EXERCISE: Locate each line in the entries below that contains the string "rocky" and copy every such line in full. Treat the match as case-sensitive.

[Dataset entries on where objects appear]
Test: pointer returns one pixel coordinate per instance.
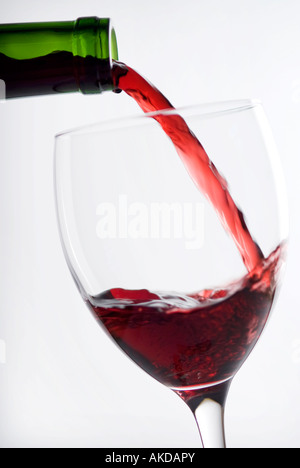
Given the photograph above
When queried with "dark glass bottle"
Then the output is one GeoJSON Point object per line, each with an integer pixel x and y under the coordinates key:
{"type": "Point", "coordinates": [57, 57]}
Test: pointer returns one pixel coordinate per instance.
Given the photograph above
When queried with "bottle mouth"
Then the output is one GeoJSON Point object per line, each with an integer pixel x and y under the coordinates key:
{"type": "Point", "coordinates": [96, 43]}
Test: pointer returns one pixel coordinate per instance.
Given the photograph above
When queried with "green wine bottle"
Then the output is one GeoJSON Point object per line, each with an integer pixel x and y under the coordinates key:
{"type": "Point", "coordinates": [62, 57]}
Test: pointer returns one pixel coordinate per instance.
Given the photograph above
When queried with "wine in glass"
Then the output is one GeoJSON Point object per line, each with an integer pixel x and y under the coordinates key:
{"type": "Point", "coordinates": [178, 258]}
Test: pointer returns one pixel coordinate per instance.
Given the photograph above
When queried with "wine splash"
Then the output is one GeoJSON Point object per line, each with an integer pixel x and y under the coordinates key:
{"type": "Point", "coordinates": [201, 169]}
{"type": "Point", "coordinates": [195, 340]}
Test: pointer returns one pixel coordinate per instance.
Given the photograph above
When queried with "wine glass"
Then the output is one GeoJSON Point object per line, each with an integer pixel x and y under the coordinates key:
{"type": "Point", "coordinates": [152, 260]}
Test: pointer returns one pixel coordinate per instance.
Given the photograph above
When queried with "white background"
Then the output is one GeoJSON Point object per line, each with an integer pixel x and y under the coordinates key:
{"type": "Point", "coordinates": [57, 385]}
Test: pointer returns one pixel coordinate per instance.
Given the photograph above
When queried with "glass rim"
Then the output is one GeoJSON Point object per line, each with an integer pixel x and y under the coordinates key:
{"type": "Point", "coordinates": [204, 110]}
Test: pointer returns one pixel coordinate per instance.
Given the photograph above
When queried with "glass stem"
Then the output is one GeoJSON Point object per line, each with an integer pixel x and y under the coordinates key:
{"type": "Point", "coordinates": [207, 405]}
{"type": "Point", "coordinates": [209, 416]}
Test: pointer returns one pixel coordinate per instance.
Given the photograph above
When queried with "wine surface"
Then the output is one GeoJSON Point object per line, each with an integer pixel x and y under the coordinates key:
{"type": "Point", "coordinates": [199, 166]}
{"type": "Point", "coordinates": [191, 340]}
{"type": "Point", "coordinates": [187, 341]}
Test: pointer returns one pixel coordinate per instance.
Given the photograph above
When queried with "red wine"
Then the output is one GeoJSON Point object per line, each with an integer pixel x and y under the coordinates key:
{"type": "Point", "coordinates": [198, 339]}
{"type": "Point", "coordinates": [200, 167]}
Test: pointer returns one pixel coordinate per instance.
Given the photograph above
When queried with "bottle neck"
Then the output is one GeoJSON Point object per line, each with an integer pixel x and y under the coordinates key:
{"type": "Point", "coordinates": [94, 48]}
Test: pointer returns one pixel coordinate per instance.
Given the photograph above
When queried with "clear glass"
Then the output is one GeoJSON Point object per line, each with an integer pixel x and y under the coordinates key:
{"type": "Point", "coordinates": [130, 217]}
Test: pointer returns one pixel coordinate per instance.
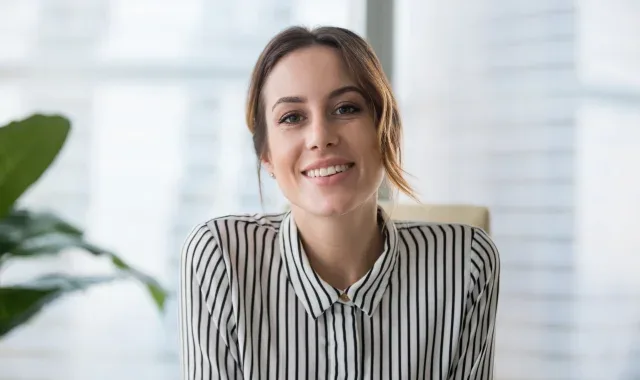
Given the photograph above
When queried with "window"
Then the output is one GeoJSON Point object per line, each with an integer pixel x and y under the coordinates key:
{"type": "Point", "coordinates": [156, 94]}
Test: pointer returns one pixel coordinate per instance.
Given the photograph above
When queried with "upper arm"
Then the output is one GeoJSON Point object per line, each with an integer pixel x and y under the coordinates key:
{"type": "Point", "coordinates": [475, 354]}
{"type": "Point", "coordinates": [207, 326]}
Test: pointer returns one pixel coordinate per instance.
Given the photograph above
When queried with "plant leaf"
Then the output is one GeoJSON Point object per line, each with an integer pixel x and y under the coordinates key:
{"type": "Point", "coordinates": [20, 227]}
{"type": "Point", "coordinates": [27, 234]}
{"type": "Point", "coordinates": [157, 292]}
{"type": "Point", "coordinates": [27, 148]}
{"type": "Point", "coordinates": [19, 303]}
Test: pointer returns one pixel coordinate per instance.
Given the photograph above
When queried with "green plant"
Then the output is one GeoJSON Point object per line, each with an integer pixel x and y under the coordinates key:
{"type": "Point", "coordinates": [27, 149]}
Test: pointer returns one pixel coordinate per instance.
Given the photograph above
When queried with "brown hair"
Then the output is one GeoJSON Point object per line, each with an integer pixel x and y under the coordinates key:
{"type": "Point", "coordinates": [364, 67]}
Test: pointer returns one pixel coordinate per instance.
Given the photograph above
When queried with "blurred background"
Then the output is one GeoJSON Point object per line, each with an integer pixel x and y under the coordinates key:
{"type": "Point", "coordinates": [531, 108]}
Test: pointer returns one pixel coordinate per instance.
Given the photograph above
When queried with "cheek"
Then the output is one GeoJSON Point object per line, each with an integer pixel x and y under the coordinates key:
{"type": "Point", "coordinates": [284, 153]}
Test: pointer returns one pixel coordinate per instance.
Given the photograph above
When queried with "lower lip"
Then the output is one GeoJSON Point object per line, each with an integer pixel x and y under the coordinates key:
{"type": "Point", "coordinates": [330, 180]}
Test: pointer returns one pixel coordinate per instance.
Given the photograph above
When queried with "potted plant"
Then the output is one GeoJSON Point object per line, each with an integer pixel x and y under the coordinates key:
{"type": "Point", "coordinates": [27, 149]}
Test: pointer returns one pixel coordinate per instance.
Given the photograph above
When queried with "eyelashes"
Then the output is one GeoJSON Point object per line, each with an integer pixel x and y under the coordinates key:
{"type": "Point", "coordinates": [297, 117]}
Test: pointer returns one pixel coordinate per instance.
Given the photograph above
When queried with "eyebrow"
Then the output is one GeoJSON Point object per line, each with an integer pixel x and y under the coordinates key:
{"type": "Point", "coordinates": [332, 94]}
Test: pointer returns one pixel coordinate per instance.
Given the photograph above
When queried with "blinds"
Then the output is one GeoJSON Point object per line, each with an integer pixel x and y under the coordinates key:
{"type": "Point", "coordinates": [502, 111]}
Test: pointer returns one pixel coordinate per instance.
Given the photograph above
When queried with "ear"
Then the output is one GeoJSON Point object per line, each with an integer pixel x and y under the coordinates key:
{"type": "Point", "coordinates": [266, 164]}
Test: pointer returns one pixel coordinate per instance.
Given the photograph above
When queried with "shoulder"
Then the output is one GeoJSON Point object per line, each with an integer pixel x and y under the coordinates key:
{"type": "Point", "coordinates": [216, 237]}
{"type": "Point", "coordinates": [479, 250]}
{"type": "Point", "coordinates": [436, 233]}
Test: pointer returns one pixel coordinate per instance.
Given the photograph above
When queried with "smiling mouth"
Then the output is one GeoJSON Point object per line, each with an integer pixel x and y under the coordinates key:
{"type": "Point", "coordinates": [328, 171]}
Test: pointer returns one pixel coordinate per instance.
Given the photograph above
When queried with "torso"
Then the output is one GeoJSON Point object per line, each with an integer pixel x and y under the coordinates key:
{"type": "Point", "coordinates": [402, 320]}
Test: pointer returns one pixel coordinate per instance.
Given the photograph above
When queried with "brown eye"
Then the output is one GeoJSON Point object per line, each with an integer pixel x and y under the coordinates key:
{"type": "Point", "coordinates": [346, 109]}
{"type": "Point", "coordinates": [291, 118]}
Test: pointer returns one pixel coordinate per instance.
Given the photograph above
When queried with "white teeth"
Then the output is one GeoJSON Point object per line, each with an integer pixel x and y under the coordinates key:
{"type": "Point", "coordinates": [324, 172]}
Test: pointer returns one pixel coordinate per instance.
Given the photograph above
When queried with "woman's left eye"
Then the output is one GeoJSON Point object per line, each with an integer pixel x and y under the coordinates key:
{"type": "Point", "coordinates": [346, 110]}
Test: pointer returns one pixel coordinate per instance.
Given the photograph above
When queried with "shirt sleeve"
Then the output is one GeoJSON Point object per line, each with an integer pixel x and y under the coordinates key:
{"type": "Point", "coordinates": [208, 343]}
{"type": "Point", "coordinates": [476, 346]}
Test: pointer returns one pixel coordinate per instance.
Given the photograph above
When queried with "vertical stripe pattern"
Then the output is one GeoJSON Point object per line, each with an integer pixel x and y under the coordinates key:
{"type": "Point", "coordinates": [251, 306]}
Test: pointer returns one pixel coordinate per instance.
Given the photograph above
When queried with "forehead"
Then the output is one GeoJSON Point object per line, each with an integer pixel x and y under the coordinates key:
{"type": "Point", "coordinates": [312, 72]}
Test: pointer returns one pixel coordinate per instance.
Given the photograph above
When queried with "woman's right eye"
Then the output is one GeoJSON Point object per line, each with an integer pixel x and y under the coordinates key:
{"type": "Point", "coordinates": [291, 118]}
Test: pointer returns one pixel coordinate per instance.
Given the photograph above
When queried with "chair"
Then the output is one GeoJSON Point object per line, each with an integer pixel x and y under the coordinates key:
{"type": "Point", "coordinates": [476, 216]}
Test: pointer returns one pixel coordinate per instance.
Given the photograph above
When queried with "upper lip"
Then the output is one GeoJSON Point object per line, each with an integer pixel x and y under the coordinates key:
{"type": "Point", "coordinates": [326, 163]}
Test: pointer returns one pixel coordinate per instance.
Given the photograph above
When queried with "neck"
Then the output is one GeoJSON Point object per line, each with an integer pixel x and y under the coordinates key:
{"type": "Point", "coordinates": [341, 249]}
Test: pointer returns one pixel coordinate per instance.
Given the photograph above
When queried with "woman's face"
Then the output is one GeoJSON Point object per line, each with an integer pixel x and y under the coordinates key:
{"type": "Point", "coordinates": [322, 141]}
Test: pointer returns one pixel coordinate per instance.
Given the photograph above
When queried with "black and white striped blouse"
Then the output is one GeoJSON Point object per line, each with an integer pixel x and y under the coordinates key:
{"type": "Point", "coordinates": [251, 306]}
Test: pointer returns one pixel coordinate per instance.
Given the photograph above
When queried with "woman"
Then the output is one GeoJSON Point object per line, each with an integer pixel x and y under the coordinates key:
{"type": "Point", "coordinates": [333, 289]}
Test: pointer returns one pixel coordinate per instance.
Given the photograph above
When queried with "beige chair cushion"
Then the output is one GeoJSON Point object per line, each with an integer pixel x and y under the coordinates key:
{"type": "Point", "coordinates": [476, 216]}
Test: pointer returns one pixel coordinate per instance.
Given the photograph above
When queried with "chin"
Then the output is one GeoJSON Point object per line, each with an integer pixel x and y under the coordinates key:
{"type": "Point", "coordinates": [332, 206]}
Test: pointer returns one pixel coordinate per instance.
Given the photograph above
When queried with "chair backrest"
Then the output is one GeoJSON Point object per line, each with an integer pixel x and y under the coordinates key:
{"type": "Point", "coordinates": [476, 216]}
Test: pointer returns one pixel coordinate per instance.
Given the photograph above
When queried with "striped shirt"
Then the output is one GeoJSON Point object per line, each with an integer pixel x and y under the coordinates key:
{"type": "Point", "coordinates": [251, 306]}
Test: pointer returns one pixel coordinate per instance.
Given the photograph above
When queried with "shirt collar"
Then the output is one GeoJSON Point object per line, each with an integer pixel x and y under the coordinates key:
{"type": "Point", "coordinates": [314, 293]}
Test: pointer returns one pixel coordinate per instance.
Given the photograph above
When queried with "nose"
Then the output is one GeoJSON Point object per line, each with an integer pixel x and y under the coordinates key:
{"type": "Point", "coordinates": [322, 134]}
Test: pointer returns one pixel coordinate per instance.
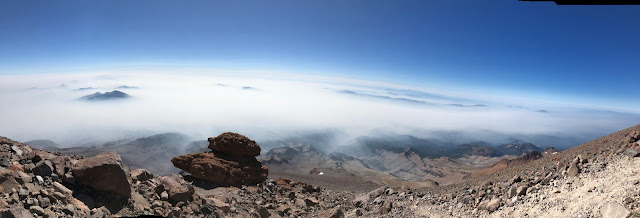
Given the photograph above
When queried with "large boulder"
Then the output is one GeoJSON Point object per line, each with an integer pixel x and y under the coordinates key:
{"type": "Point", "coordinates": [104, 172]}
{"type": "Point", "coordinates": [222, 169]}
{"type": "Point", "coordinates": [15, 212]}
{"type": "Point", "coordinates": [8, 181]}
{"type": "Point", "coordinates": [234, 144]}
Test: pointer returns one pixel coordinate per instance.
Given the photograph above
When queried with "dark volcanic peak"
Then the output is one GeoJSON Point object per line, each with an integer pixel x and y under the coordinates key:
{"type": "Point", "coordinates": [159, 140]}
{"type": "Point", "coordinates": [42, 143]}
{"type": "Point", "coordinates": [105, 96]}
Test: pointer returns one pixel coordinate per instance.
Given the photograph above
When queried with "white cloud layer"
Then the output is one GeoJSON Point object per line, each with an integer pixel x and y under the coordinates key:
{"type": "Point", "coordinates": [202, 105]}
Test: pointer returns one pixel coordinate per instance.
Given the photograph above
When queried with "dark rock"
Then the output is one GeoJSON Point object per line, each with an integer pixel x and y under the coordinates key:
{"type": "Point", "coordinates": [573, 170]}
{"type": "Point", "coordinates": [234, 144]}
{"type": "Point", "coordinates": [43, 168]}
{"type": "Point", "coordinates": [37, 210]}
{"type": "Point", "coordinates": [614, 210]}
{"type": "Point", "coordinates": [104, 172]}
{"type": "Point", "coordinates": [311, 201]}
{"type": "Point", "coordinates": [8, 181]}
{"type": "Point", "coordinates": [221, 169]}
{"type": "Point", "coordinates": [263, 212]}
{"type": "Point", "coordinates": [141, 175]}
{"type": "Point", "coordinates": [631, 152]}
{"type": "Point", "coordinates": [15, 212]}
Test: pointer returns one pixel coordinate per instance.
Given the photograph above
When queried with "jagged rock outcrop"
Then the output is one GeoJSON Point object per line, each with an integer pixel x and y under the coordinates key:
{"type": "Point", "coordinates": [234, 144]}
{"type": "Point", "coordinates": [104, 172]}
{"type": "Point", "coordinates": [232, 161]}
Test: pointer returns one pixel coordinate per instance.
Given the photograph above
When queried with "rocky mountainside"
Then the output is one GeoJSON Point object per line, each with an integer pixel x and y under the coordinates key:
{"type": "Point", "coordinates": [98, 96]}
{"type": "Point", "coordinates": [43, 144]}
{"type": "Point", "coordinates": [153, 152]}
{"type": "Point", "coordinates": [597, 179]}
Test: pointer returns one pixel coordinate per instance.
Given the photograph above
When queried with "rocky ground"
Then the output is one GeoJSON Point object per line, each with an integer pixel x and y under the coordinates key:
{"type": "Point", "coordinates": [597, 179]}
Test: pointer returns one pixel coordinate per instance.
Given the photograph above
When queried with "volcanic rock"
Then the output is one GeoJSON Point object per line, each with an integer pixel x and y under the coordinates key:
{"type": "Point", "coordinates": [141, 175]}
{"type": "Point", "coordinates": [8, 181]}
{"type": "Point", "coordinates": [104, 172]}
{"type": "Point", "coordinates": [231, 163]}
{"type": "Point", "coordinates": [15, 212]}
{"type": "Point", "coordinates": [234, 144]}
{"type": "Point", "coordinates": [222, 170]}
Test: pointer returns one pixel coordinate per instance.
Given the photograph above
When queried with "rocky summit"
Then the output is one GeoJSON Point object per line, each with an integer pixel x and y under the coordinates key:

ANSWER TO THIS TASK:
When queried with "rocky mountainside"
When queried with "rocky ground"
When queried with "rocky summit"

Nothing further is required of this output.